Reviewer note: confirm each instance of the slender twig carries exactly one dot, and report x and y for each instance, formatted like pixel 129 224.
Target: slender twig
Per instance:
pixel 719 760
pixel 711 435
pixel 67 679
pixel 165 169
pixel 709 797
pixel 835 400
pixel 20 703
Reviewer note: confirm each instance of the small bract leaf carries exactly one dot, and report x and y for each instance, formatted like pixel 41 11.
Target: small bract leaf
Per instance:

######

* THE PROBLEM:
Quote all of the entries exactly as they appear.

* OUTPUT:
Reviewer note: confirm each instance of the slender twig carries exactly one dot, and report x and y for each instance, formatted like pixel 129 224.
Target: slender twig
Per instance:
pixel 719 760
pixel 711 435
pixel 67 679
pixel 165 169
pixel 709 797
pixel 835 400
pixel 20 703
Reviewer note: confirm each instance of the small bract leaf carries exactly one dot, and report x and y for each instance, formatted like pixel 41 11.
Target: small bract leaf
Per instance:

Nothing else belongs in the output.